(文献节选):
攬雀尾兩手雙按之後。不變單鞭。右手收回。轉一小圓規。卽往下分。手心向下。右足跟轉動。使足尖向南。左足往西北邁一大步。左手與右手。同時轉一大圓規。轉至右手脇下時。隨左足往西北分開。成野馬分鬃式。右手復與左手相合。右足往東南邁。兩手分開。共作野馬分鬃六次。第七次分鬃。左步往正東邁去。左手亦往正東。
After CATCH THE SPARROW’s double-hand push, do not change to SINGLE WHIP. Your right hand withdraws, making a small arc in which it will spread away downward [in tandem with the spreading away of your left hand], palm downward, while your right foot pivots on the heel to point the toes to the south. Your left foot takes a large step to the northwest [northeast] while your left hand makes a large arc, moving at the same time as your right hand, and once your right hand has arrived below your right ribs, [your left hand] then follows your left foot by spreading away to the northwest [northeast], performing WILD HORSE VEERS ITS MANE.
     Your hands then come together, your right foot steps to the southeast, and your hands spread apart. Perform WILD HORSE VEERS ITS MANE a total of six times. Then perform it a seventh time with your left foot stepping directly to the east, your left hand also extending due east.

轉身單鞭下勢
[27] TURN BACK, LOW-POSTURED SINGLE WHIP

由向東之野馬分鬃。右手向下。轉至東邊。與左手相近處。兩手復同時向上往西轉。眼神隨之。右手轉至西邊。變成吊手。身往下坐。在右腿上。左手作下勢式。左右金雞獨立。亦與太極拳同。
From WILD HORSE VEERS ITS MANE to the east, your right hand lowers in an arc until near your left hand in the east. Both hands then arc in unison upward and to the west, your gaze following their movement. Once your right hand has arrived in the west, it changes into a hanging hand, your torso squats down onto your right leg, and your left hand performs the LOW POSTURE.
     Then perform [28] GOLDEN ROOSTER STANDS ON ONE LEG on both sides, same as in the Taiji Boxing set.

退步摟膝
[29] RETREAT WITH BRUSH KNEE

由金雞獨立。左足往後往北邁。足尖向北。右足尖轉向東北。左手摟膝。右手轉一圓規。向北按出。轉動均如摟膝拗步。惟面向正北耳。左足跟轉動。使足尖向東南。右足往後往南邁。足尖向南。右手摟膝。左手按出。面向正南。共打五次或七次。右步按出而止。變斜飛式提手白鶴晾翅摟膝拗步。均如太極拳同。

(作答要求):
A: 根据拳谱段落回答：
(i) 野马分鬃第七次分鬃时，左步往哪个方向迈去？
(ii) 转身单鞭下势中，右手转至西边后变成什么？
(iii) 退步搂膝共打几次？
B: 请照原文抄录拳谱段落中，从含有“Then perform [28]”的词句开始、到“晾翅摟膝拗步。均如太極拳同。”结束的那一部分。
C: 请紧接拳谱段落的最后一句续写下去。
这些记录是与拳谱段落分开的独立材料。

(所附记录):
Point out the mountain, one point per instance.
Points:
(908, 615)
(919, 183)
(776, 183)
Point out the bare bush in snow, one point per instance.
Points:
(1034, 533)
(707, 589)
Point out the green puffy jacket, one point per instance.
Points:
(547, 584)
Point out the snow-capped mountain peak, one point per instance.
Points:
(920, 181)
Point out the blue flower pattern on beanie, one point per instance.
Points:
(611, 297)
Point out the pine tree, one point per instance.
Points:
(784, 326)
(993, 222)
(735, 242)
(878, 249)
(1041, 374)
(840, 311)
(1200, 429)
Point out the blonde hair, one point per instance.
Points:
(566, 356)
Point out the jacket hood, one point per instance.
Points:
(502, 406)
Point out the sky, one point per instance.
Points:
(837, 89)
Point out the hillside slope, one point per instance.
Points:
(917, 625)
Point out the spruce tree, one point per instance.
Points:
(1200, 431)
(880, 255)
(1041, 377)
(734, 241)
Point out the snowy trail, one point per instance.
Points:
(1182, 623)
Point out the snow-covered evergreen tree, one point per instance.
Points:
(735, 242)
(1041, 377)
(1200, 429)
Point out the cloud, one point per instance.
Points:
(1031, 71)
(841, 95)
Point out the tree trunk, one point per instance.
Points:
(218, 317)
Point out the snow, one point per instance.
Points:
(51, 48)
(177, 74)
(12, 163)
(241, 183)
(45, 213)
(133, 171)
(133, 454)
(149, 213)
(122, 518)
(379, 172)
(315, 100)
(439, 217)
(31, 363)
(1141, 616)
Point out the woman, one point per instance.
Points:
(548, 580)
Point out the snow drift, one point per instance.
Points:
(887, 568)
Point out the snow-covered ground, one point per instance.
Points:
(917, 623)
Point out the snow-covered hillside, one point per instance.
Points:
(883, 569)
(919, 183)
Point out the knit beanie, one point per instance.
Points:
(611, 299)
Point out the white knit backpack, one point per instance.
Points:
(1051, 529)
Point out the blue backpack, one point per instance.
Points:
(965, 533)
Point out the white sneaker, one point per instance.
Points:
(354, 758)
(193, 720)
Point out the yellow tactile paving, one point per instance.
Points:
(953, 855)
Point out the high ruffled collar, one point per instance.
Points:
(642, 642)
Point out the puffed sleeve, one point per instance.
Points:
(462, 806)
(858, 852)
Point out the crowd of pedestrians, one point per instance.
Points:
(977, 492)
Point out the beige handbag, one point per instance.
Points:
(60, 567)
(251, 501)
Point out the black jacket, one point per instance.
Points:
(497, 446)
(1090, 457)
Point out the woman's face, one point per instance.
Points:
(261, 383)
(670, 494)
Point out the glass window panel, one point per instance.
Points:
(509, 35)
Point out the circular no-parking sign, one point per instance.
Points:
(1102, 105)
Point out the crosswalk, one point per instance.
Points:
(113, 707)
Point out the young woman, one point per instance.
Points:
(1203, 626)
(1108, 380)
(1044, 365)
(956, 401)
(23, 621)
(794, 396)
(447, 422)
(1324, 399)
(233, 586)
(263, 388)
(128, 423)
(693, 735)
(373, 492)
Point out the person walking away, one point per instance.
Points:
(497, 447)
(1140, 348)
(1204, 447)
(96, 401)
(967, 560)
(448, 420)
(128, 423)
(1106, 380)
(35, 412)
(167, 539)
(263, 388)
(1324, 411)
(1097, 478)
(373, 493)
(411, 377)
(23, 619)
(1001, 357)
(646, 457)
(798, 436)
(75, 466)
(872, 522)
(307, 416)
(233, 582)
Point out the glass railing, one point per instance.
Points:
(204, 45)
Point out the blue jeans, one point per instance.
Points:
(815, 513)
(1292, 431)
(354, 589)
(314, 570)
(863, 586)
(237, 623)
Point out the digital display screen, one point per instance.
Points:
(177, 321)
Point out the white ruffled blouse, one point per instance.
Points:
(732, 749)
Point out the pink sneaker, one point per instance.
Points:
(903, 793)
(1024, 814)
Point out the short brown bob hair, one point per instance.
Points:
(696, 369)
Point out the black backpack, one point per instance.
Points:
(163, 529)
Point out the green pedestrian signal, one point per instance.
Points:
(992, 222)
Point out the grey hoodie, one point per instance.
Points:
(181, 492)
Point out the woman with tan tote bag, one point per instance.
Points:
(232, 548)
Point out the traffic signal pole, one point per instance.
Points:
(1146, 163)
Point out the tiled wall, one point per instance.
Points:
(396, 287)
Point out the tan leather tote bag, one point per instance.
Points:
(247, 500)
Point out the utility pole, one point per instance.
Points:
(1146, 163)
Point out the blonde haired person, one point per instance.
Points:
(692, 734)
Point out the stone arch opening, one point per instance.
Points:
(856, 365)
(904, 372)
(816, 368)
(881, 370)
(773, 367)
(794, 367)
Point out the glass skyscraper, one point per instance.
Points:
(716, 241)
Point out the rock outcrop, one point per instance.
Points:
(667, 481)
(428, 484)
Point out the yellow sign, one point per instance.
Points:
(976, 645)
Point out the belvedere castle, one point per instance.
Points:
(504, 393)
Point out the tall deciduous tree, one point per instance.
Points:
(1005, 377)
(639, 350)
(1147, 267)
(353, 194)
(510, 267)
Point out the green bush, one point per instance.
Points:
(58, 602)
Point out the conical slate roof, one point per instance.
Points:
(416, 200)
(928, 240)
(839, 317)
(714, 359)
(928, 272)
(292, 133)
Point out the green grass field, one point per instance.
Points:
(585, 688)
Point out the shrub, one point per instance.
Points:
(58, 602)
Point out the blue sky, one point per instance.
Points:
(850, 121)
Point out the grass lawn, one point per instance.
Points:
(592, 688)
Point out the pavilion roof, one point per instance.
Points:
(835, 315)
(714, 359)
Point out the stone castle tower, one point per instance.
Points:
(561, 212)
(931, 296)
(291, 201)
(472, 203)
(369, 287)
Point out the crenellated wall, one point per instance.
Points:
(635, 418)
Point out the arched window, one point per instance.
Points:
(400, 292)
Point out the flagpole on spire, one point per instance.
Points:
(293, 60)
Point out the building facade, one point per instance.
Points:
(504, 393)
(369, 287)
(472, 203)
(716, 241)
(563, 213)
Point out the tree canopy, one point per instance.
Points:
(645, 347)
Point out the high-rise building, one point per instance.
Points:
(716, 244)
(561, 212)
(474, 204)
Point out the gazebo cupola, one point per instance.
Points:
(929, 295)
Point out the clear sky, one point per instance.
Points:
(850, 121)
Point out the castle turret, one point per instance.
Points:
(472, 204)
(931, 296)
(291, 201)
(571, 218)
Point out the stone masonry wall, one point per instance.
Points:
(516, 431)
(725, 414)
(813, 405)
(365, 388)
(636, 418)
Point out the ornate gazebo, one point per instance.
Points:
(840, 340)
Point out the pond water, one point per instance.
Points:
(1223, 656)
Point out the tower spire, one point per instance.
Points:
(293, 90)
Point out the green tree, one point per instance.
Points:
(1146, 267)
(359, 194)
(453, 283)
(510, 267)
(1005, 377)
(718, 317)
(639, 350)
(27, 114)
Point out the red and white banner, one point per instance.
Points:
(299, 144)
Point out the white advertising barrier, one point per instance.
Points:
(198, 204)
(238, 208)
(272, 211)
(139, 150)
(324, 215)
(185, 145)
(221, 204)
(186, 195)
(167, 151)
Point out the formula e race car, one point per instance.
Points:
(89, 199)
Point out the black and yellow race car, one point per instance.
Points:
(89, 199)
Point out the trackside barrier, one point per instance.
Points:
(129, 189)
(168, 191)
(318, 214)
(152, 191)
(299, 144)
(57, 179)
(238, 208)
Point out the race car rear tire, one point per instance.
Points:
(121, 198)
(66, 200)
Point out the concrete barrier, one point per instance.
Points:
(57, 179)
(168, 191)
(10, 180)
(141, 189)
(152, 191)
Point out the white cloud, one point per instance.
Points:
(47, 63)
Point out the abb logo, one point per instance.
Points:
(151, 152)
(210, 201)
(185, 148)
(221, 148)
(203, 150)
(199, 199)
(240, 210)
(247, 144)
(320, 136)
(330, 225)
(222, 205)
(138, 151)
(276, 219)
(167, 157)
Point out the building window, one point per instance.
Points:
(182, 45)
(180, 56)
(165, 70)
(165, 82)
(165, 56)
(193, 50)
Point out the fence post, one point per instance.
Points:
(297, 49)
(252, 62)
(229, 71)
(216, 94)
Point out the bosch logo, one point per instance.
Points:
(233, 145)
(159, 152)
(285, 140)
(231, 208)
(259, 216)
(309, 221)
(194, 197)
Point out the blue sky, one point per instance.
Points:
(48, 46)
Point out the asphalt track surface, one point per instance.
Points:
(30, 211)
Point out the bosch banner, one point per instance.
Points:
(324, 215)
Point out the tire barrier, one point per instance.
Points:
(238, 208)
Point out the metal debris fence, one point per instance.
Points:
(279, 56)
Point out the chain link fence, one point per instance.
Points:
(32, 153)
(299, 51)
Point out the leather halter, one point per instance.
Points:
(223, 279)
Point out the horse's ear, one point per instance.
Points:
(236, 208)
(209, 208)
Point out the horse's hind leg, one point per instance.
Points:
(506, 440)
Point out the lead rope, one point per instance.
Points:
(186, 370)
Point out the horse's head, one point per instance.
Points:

(参考答案):
A:
(i) 往正东迈去。
(ii) 变成吊手。
(iii) 五次或七次。

B:
Then perform [28] GOLDEN ROOSTER STANDS ON ONE LEG on both sides, same as in the Taiji Boxing set.

退步摟膝
[29] RETREAT WITH BRUSH KNEE

由金雞獨立。左足往後往北邁。足尖向北。右足尖轉向東北。左手摟膝。右手轉一圓規。向北按出。轉動均如摟膝拗步。惟面向正北耳。左足跟轉動。使足尖向東南。右足往後往南邁。足尖向南。右手摟膝。左手按出。面向正南。共打五次或七次。右步按出而止。變斜飛式提手白鶴晾翅摟膝拗步。均如太極拳同。

C:
From GOLDEN ROOSTER STANDS ON ONE LEG, your left foot steps behind and to the north, toes pointing to the north. Your right foot turns so the toes are pointing to the northeast, your left hand brushes past your knee, and your right hand makes a circle and pushes out to the north. The movement is all the same as in BRUSH KNEE IN A CROSSED STANCE, except the direction is to the north.
     Your left foot pivots on the heel to point the toes to the southeast, your right foot steps behind to the south, the toes pointing to the south, your left hand brushes past your knee, and your left hand pushes out. You are now facing to the south.
     Perform this for a total of five to seven [four to six] times, concluding on the right side [facing to the south].
     Then change to [30] DIAGONAL FLYING POSTURE [to the southwest], [31] RAISE THE HANDS, [32] WHITE CRANE COOLS ITS WINGS, and [33] BRUSH KNEE IN A CROSSED STANCE, same as in the Taiji Boxing set.

海底珍珠扇通臂
[34] PEARL UNDER THE SEA
[35] FAN THROUGH THE ARMS

海底珍珠。與海底針同。惟右掌收回時。須隨腰轉一圓規。落下。用拳而不用掌。扇通臂亦與太極拳同。惟左步前進稍遠。右足不離地。亦隨之前進。
撇身錘上步搬攔錘動步攬雀尾單鞭抎手單鞭高探馬均如前。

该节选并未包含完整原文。